[TRECHO DE ORIGEM]
---
7Uma de suas grandes realizações recentes, que está ainda em curso, é sem dúvida a tradução da Bíblia. Sem que seja necessário entrar em filigranas teológicas e em posicionamentos religiosos, gostaria de saber: De que modo o empenho nesse trabalho e o contato com esses textos modificou sua vivência espiritual, seu sentimento bem concreto do que nos transcende?

Não tenho uma resposta muito clara para esta pergunta tão interessante: a minha vivência espiritual nem sempre está ancorada na religião entendida em sentido formal. Fui educado como católico (como a maioria dos portugueses) e interesso-me profundamente pelos inícios do cristianismo, antes de ter virado a religião do Estado no século IV. A tradução do Novo Testamento é sem dúvida o trabalho mais importante que fiz na minha vida — um trabalho que ainda se processa na minha cabeça, mesmo com os livros já publicados. Não parei de estudar o Novo Testamento em grego e estou certo de que não pararei até morrer. O Antigo Testamento desperta em mim sentimentos diferentes, porque aí o meu interesse é mais histórico e filológico. Não sinto essa ligação visceral ao texto do Antigo Testamento porque, ao contrário dos teólogos cristãos, eu não encontro lá Jesus Cristo. Basicamente, é Jesus que me interessa e fascina. De qualquer forma, o estudo e tradução da Bíblia não fez de mim um católico mais convicto, mas tem vindo a ensinar-me a encontrar o meu próprio caminho como seguidor de Jesus. Talvez não seja à toa que a primeira designação para o cristianismo tenha sido “O Caminho” (isso lê-se nos Actos dos Apóstolos). Cada pessoa tem de encontrar o seu Caminho e seguir Jesus do modo que souber e conseguir.
---
[DADOS FORNECIDOS]
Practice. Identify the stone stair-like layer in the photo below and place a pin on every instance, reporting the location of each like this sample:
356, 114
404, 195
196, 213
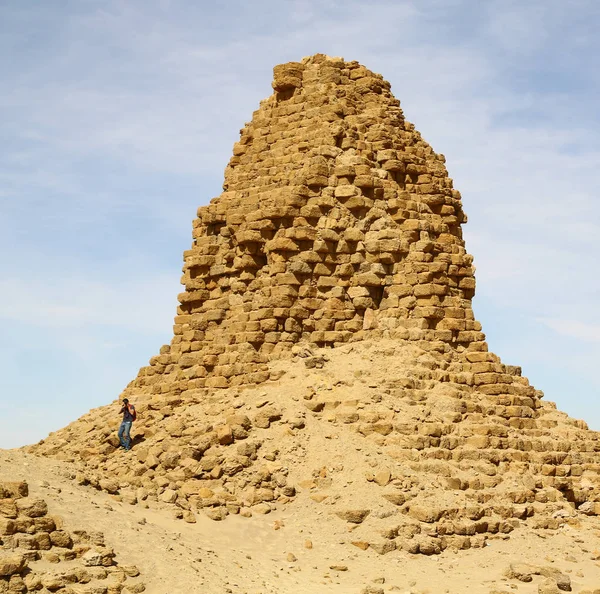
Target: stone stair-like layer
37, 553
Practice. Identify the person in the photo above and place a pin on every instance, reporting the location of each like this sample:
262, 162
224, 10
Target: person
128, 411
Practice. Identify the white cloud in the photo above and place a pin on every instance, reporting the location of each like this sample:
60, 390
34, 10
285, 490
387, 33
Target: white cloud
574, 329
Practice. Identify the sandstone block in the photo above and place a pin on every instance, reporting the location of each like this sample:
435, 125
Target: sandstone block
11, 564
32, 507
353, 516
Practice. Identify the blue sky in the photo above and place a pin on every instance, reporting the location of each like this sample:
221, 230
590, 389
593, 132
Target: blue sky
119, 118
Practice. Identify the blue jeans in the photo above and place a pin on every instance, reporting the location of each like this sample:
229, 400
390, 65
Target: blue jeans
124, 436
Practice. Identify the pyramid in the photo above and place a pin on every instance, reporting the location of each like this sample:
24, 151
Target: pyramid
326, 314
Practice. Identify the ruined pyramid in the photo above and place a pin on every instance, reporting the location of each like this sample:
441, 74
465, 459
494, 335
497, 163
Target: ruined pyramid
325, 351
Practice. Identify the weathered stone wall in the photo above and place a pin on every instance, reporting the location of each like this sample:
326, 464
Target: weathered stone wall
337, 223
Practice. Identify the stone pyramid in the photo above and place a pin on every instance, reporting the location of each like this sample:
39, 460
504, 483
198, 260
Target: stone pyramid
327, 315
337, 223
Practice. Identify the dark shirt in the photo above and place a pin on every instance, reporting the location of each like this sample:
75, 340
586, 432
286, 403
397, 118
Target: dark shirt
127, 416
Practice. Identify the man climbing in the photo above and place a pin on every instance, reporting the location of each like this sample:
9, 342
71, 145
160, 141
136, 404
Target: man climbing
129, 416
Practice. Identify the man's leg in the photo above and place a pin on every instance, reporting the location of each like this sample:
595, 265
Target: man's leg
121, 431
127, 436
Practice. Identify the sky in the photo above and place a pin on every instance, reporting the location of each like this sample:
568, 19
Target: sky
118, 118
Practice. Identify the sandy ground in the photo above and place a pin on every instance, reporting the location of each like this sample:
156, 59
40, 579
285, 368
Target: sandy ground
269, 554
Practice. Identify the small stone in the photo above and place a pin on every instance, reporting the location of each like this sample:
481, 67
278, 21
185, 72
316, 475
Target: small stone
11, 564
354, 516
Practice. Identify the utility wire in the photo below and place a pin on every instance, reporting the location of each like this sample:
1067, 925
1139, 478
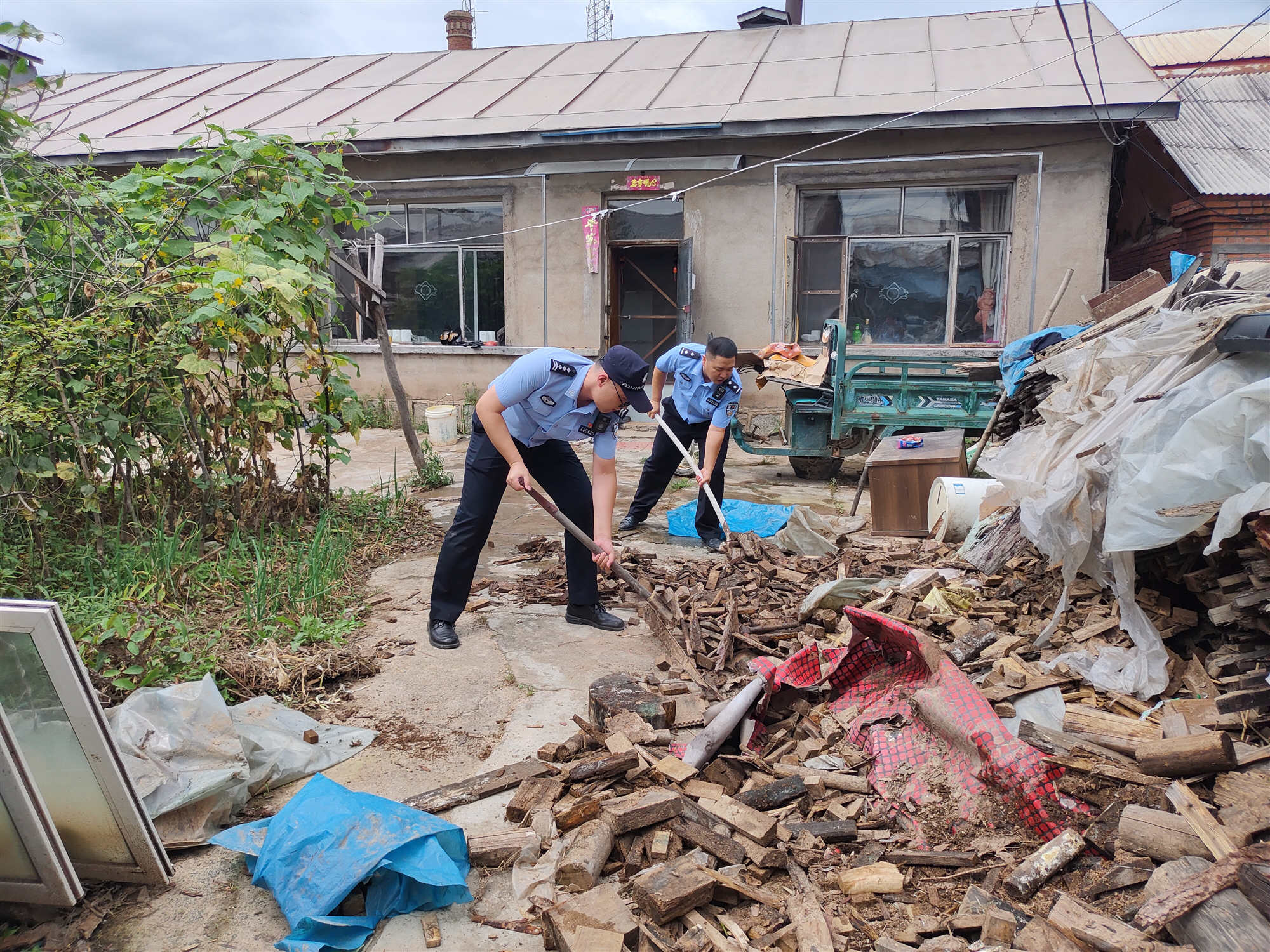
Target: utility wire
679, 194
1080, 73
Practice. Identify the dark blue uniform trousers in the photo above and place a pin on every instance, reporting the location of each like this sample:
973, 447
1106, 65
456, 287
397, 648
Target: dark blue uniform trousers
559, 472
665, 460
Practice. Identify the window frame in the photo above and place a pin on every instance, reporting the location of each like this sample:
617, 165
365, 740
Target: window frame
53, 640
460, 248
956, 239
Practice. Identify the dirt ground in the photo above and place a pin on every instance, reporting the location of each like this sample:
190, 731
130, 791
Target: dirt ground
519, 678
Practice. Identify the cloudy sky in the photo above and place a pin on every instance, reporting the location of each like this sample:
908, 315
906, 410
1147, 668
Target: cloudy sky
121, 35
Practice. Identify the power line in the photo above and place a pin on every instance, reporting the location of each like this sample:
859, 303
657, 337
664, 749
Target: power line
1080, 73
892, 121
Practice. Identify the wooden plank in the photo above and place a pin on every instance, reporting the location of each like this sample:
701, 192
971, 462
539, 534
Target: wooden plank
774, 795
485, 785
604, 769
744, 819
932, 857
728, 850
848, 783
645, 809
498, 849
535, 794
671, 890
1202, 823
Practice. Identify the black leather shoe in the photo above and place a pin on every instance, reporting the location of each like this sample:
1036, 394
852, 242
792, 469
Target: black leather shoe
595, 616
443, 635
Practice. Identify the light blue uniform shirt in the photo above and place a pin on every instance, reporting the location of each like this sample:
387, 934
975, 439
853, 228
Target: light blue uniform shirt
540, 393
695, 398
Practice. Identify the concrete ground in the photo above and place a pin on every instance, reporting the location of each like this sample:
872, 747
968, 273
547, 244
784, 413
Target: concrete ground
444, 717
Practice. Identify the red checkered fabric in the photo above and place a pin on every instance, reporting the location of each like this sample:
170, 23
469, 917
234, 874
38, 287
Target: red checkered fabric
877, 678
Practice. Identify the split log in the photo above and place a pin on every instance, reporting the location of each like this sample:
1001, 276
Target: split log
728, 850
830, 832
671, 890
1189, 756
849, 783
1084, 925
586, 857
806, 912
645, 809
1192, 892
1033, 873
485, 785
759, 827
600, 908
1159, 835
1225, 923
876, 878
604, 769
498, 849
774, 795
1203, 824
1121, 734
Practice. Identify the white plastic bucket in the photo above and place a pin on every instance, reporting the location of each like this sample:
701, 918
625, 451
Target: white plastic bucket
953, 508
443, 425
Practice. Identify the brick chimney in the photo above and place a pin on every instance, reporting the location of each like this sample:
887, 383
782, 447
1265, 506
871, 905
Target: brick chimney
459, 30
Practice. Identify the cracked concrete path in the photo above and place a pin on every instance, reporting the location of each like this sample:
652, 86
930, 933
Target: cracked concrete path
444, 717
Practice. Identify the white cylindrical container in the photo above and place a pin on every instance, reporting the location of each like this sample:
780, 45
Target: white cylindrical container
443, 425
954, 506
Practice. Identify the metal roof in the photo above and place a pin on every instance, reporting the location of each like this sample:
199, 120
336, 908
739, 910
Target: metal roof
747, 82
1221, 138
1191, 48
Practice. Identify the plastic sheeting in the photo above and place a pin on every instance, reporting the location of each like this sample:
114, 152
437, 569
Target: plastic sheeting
---
[SOBRE A TAREFA]
Transcreva do trecho sobre a tradução da Bíblia a passagem que começa em "7Uma de suas" e segue até "que nos transcende?", sem alterar nada. As entradas não têm nenhuma relação com o trecho.

[ESPAÇO DA RESPOSTA]
7Uma de suas grandes realizações recentes, que está ainda em curso, é sem dúvida a tradução da Bíblia. Sem que seja necessário entrar em filigranas teológicas e em posicionamentos religiosos, gostaria de saber: De que modo o empenho nesse trabalho e o contato com esses textos modificou sua vivência espiritual, seu sentimento bem concreto do que nos transcende?